(Dataset entries)
*** Block opens ***
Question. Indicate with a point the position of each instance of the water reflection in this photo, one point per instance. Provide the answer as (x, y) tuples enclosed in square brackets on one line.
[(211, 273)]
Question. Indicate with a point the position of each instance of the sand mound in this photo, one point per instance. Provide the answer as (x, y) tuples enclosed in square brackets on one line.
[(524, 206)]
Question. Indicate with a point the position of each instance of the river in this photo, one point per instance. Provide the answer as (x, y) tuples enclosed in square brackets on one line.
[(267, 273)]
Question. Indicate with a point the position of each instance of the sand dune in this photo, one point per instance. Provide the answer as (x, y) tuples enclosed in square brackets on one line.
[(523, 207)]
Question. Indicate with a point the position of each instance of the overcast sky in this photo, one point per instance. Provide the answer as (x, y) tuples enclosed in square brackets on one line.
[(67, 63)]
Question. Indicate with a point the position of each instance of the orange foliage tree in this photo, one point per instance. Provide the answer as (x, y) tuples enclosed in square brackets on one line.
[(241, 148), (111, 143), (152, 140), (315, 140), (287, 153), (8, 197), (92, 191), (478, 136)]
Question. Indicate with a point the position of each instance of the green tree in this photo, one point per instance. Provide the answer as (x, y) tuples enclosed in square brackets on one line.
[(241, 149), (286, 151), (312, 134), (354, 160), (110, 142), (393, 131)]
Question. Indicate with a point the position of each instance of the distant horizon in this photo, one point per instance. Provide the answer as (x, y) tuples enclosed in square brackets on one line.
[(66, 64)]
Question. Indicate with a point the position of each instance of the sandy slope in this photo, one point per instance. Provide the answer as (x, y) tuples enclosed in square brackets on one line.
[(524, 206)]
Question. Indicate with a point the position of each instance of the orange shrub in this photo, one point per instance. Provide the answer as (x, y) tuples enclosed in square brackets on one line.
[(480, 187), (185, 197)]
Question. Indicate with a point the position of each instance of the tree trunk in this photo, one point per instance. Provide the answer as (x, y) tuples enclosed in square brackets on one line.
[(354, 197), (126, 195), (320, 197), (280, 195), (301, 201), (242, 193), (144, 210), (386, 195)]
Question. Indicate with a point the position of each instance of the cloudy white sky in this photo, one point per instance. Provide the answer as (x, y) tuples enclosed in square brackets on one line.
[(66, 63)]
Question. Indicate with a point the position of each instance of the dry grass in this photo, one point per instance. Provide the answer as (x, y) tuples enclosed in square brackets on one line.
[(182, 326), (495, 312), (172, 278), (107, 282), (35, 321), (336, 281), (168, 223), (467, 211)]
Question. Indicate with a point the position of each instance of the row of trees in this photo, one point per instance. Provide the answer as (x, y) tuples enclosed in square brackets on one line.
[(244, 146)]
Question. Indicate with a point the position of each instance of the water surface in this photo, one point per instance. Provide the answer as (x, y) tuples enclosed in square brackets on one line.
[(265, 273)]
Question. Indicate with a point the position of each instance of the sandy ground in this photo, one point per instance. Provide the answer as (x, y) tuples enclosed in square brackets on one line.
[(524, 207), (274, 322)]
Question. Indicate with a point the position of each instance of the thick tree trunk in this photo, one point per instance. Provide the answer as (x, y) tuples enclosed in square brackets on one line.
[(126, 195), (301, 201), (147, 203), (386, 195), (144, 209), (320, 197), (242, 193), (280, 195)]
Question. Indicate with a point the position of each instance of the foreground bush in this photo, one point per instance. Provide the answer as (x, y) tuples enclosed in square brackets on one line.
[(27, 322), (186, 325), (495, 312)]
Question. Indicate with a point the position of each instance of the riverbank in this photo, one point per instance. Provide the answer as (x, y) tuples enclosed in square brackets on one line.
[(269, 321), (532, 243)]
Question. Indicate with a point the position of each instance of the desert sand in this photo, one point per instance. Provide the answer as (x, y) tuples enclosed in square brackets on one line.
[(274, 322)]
*** Block closes ***
Work required:
This calls for an exact transcription of every entry above.

Solution for this problem:
Question. Indicate with a point the position of each instance of the water reflection in this photo, one point per instance. Provide the answer as (x, y) tuples enclosed in square brackets on one line.
[(211, 273)]
Question. Indicate with a point the position of each instance of the sand mound in this photo, one point per instance. Provide the answer as (x, y) tuples enclosed in square brackets on one line.
[(524, 206)]
Question. Indicate with a point the position of each instance of the river in this photo, one point per instance. Provide the answer as (x, y) tuples enclosed in square brackets on one line.
[(267, 273)]
Question. Indicate with a point the position of each instance of the sand dune in this photo, one point per instance. Provide the answer as (x, y) tuples enclosed in square brackets on one line.
[(523, 207)]
Question. Indicate with a point the position of each instance of the overcast sky in this photo, one point per instance. Provide the answer as (x, y) tuples enclosed in square brackets on one line.
[(67, 63)]
Question. Indicate with a point the position of each instance of the orange foliage tree in this photo, one point per instance. Provide the answer as (x, y) tuples enclosed in square brackets on one line.
[(241, 148), (111, 143), (152, 140), (315, 140), (287, 153), (8, 197), (92, 191), (478, 136)]
Question. Indicate with a point the position of each instance of the green tree in this photo, one point per instance. Provide the answer as (x, y) tuples enclosed in square brackets on one line.
[(241, 149), (286, 151), (312, 134), (354, 160), (110, 142), (393, 131)]
Question. Indicate with a point the position of each instance of the distant horizon in this photo, one point per instance. Provide the answer as (x, y) tuples enclosed in square brackets on one line.
[(66, 64)]
Question. Indicate with a point the position of each instance of the sandy slope in this photo, one point per instance. Provide the answer as (x, y) tuples enclosed in square brackets on one line.
[(524, 206)]
Question. Indicate with a point the position of each instance of the orange shrub in this photo, one point per instance. Provide the answer as (x, y) tuples enclosed in square brackets on one line.
[(480, 187), (185, 197)]
Question. Indicate with a point the position of each instance of the tree trunk in this photo, one point per instance. Provide the answer as (x, y) tuples enclosed in square brackets on one line.
[(354, 197), (126, 195), (320, 197), (280, 195), (301, 201), (242, 193), (144, 210), (386, 195)]
Question. Indicate with a point the position of each instance of the cloudy white sky in this photo, one point per instance. Provide the answer as (x, y) tuples enclosed in square brackets on one line.
[(66, 63)]
Question. Indicate with a point the position of each instance of the dry grass in this photo, one point per instance. Provide the answer as (x, y) tuples enclosed in square brackets on one line.
[(182, 326), (495, 312), (172, 278), (107, 282), (35, 321), (336, 281), (168, 223), (467, 211)]
Question. Indicate with a point the position of each instance of the row of trees in this photo, one point per instance. Provide the answer as (x, y) tuples enclosed in square brackets on one line.
[(244, 146)]
Question. Indicate with a point the position of each instance of the water surface in this photo, one point per instance. Provide the answer as (x, y) tuples enclosed in square brackets on one line.
[(265, 273)]
Question. Indicate with a point the position of each instance of the sandy ground in this photo, one point per instance. Provide the answer as (x, y) tuples enclosed in square brackets on one line.
[(524, 207), (274, 322)]
Question. Indicate with a point the position of each instance of the thick tree trunk in this photo, one point per instance. Provide the answer as (x, y) tuples enclosed in square brackets on one line.
[(126, 195), (301, 201), (147, 203), (386, 195), (144, 209), (320, 197), (242, 193), (280, 195)]
Question. Indicate with a point the position of each instance of the foreground bush in this photo, one point per instance. Provide the answer as (x, y) tuples enclosed in square brackets on one line.
[(27, 322), (186, 325), (495, 312)]
Question. Indicate with a point the position of each instance of the riverbank in this photo, one point per instance. Provide the answer as (x, y) tuples enclosed in square brackets on one line.
[(269, 321), (532, 243)]
Question. Indicate with a point the position of each instance of the desert sand in this photo, one point per instance. Provide the answer as (x, y) tuples enclosed in square brackets on one line.
[(274, 322)]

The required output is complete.